[Data records]

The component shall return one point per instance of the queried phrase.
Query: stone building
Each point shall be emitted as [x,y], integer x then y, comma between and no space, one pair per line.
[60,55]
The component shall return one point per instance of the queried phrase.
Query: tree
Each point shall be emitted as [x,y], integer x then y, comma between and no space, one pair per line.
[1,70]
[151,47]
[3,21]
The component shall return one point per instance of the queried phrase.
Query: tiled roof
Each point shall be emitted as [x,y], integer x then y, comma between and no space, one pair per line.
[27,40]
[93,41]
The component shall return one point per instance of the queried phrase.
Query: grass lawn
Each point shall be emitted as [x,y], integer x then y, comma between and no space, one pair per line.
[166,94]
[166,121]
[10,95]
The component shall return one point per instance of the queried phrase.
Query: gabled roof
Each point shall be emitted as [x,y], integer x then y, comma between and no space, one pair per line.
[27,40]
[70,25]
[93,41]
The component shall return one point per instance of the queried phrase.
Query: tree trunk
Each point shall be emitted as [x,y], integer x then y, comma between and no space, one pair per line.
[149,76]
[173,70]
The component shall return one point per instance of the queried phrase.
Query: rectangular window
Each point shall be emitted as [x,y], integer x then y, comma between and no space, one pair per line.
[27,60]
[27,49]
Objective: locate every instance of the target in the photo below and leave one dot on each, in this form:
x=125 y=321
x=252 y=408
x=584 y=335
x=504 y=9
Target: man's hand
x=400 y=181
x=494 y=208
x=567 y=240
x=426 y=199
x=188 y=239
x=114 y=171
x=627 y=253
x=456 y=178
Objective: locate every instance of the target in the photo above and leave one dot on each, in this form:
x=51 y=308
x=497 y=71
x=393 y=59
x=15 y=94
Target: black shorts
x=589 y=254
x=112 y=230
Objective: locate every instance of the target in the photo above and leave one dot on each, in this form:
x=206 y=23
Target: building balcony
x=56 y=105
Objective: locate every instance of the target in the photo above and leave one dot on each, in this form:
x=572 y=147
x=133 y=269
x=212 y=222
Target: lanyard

§ THE TASK: Each of the entries above needs to be given again exactly.

§ SOLUTION TO THE EXERCISE:
The component shall return one point per instance of the queried phrase.
Query: stone building
Each point shall be emitted as [x,y], integer x then y, comma between and no space, one pair per line.
[60,55]
The component shall return one point per instance of the queried phrase.
Query: tree
Each point shall be emitted as [x,y], integer x then y, comma between and no space, one pair per line.
[1,70]
[151,47]
[3,21]
The component shall return one point per instance of the queried phrase.
Query: tiled roof
Each point shall be emitted as [x,y], integer x then y, comma between and no space, one pair per line.
[27,40]
[93,41]
The component shall return one point per instance of the queried phrase.
Query: grass lawn
Each point shall be emitted as [x,y], integer x then y, comma between and no space, one pair per line.
[166,94]
[166,121]
[10,95]
The component shall return one point per instance of the queried phrase.
Query: gabled roof
Each point shall be emitted as [x,y], integer x then y, comma between and no space, one pair per line.
[27,40]
[70,25]
[93,41]
The component shall return one point per instance of the queried phrase.
Query: tree trunk
Each point shall be emitted as [x,y], integer x then y, comma between and no space, one pair per line.
[149,76]
[173,70]
The component shall return one point per instance of the queried phrase.
Query: rectangular window
Each point shall be emitted as [x,y], integer x then y, comma between and no space, one pair per line.
[27,60]
[27,49]
Objective: locate every instance of the target in the photo below and leave one dot on each, in this form:
x=125 y=321
x=252 y=408
x=584 y=335
x=504 y=9
Target: man's hand
x=400 y=181
x=494 y=208
x=567 y=240
x=426 y=199
x=188 y=239
x=114 y=171
x=627 y=253
x=456 y=178
Objective: locate every instance of the target in the photo above and leave one dot on each, in this form:
x=51 y=308
x=497 y=71
x=393 y=59
x=15 y=94
Target: black shorts
x=589 y=254
x=112 y=230
Objective: locate every instance of the target in the photo above and leave one dot on each, in this form:
x=206 y=23
Target: building balcony
x=56 y=105
Objective: locate every instance of the target in the photo above and leave one dot on each, in this form:
x=572 y=147
x=133 y=269
x=212 y=222
Target: lanyard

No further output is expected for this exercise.